WHAT THE TASK REQUIRES:
Identify all lines in the data containing the string "white". Copy them out.

RECORDS SHOWN:

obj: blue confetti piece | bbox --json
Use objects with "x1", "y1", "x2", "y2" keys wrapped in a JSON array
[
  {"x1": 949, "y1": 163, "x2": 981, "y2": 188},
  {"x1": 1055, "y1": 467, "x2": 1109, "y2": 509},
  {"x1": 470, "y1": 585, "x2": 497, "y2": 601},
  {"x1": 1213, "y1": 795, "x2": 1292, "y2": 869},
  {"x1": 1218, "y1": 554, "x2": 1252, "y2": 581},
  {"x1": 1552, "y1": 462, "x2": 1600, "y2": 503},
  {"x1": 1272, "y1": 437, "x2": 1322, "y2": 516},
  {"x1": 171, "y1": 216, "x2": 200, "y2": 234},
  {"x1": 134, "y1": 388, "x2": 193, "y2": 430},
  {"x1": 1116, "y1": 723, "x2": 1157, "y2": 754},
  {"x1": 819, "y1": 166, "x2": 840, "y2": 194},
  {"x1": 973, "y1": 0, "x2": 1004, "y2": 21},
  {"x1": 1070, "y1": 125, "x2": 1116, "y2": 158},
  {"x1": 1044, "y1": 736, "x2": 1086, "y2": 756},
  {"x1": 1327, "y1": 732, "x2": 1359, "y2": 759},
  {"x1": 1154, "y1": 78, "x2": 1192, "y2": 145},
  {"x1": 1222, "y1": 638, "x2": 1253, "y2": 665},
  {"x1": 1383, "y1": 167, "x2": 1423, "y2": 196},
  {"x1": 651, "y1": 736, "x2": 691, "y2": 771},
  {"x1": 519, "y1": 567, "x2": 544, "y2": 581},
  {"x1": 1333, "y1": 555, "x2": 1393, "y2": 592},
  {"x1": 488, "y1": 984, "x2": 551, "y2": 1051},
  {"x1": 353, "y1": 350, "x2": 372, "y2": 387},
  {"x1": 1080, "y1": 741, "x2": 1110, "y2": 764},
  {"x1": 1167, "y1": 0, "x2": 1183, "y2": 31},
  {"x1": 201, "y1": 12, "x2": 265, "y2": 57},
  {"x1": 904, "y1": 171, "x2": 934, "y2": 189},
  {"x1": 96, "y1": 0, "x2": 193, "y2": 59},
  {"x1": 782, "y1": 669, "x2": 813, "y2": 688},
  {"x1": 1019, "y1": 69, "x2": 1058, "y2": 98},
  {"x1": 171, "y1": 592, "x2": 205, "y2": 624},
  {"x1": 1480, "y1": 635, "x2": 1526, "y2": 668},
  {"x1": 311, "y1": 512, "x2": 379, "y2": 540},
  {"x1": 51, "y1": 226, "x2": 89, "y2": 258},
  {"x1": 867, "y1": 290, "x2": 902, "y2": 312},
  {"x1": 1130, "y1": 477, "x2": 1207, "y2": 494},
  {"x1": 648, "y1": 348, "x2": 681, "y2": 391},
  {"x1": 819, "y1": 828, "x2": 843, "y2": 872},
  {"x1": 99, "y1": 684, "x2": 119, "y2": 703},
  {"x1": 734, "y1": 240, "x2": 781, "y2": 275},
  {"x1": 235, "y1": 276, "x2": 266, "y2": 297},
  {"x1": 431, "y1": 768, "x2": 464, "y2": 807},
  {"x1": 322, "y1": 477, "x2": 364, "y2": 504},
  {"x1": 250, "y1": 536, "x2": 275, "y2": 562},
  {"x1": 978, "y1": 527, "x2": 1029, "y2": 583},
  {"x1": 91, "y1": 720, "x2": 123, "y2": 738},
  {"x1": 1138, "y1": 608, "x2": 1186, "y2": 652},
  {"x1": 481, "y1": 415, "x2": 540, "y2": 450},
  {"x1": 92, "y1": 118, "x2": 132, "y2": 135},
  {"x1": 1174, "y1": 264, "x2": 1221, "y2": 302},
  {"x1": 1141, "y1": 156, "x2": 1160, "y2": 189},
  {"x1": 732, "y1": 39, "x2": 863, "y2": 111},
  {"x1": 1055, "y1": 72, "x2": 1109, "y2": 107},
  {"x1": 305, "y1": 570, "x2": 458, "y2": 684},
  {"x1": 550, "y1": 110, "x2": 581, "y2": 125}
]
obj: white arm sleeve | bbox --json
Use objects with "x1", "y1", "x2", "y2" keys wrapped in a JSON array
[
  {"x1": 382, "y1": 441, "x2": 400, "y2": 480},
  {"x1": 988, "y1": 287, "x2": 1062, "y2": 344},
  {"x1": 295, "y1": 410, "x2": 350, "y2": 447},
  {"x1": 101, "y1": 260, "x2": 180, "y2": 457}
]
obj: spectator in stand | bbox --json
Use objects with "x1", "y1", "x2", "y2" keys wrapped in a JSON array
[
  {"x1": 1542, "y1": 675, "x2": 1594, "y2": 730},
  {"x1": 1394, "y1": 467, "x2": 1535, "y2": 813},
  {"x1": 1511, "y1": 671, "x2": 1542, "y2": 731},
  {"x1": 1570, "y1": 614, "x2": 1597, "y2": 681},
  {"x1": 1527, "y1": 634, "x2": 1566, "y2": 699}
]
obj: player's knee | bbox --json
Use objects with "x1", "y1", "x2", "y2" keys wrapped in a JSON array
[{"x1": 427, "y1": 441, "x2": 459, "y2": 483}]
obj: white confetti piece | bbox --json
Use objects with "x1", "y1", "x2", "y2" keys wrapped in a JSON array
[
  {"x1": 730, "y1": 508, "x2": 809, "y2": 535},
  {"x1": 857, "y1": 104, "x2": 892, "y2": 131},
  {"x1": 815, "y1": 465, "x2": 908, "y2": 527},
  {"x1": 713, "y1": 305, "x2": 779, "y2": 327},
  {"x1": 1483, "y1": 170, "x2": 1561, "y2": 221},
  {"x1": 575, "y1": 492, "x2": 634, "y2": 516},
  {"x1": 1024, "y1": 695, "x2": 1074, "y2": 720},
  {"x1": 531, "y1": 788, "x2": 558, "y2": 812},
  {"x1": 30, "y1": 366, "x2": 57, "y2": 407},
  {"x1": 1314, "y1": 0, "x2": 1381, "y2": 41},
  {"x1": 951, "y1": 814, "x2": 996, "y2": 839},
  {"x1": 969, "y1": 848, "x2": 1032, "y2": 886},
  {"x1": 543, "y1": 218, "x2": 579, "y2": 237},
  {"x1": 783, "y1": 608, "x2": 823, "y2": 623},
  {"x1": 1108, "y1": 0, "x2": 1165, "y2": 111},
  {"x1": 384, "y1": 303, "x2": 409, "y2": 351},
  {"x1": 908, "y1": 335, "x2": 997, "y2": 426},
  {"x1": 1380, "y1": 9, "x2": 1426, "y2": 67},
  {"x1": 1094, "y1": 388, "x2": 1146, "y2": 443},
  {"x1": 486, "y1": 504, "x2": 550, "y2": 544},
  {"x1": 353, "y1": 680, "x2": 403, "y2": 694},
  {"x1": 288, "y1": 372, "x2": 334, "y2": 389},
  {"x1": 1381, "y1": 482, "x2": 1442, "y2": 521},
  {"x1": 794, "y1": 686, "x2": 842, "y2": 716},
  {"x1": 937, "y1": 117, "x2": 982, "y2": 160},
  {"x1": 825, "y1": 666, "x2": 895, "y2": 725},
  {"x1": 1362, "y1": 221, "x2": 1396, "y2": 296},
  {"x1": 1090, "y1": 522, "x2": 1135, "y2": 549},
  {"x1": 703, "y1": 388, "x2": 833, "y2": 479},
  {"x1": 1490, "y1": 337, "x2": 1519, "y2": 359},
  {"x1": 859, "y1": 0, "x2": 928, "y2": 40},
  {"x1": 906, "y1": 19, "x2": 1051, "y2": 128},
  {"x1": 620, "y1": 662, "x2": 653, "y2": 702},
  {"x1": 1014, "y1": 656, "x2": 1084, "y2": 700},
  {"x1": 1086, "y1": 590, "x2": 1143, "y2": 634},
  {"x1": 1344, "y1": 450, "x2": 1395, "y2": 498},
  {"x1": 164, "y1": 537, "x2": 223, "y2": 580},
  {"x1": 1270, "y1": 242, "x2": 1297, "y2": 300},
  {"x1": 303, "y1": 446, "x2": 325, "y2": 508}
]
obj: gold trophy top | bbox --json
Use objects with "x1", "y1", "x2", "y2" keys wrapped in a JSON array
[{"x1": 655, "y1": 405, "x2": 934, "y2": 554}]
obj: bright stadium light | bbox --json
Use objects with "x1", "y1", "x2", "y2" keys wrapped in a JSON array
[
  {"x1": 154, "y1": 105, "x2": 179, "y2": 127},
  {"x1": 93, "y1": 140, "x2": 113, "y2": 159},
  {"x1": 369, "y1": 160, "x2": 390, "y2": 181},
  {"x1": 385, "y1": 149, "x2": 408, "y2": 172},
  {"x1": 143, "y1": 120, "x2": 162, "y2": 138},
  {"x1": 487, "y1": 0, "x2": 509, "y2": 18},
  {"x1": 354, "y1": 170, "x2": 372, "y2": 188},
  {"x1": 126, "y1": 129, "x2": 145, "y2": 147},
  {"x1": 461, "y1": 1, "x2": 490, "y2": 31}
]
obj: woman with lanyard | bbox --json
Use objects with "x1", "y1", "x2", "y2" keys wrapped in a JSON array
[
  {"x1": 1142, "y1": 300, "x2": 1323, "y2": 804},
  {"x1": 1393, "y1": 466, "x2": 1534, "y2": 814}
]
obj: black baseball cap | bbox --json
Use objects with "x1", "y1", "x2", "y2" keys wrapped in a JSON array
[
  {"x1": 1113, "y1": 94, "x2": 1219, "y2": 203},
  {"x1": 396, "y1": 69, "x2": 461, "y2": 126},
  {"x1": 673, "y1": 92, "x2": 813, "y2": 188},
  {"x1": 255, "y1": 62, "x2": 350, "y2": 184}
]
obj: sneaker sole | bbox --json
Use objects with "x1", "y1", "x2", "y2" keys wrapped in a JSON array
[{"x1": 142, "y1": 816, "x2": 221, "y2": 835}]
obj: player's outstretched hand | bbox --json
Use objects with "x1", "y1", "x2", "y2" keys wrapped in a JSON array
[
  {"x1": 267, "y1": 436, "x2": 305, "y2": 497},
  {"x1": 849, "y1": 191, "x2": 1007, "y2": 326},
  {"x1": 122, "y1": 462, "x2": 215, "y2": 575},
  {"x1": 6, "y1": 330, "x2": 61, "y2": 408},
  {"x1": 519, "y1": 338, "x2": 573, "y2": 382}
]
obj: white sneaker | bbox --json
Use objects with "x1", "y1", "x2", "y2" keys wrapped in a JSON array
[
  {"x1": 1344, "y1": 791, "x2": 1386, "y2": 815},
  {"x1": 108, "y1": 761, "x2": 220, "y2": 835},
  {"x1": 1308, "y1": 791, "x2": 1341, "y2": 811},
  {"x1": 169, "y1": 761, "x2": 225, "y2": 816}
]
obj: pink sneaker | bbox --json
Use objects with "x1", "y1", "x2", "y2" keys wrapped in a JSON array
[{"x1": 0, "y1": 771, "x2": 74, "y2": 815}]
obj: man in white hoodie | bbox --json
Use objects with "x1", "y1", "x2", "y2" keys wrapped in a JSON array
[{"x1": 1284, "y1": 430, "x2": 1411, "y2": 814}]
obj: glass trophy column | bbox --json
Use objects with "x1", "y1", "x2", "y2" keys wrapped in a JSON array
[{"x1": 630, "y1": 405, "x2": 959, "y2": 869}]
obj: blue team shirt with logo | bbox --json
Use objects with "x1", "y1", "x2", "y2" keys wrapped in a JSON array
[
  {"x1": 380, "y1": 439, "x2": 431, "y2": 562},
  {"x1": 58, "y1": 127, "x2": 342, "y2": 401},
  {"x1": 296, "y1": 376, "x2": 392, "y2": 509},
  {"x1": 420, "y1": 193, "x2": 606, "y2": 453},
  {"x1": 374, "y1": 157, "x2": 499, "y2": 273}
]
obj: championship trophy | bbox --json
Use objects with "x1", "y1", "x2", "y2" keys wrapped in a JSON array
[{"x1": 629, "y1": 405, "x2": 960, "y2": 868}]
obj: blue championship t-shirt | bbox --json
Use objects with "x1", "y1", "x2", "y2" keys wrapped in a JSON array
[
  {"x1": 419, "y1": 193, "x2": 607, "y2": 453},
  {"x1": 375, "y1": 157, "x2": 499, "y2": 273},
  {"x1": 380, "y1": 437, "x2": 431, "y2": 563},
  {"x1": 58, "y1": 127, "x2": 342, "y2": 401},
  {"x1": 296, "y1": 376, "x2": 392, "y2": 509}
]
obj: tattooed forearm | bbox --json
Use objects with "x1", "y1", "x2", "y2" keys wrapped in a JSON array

RESULT OF THE EXERCISE:
obj: white arm sleeve | bbox --json
obj: white confetti piece | bbox --json
obj: white sneaker | bbox --json
obj: man in white hoodie | bbox --json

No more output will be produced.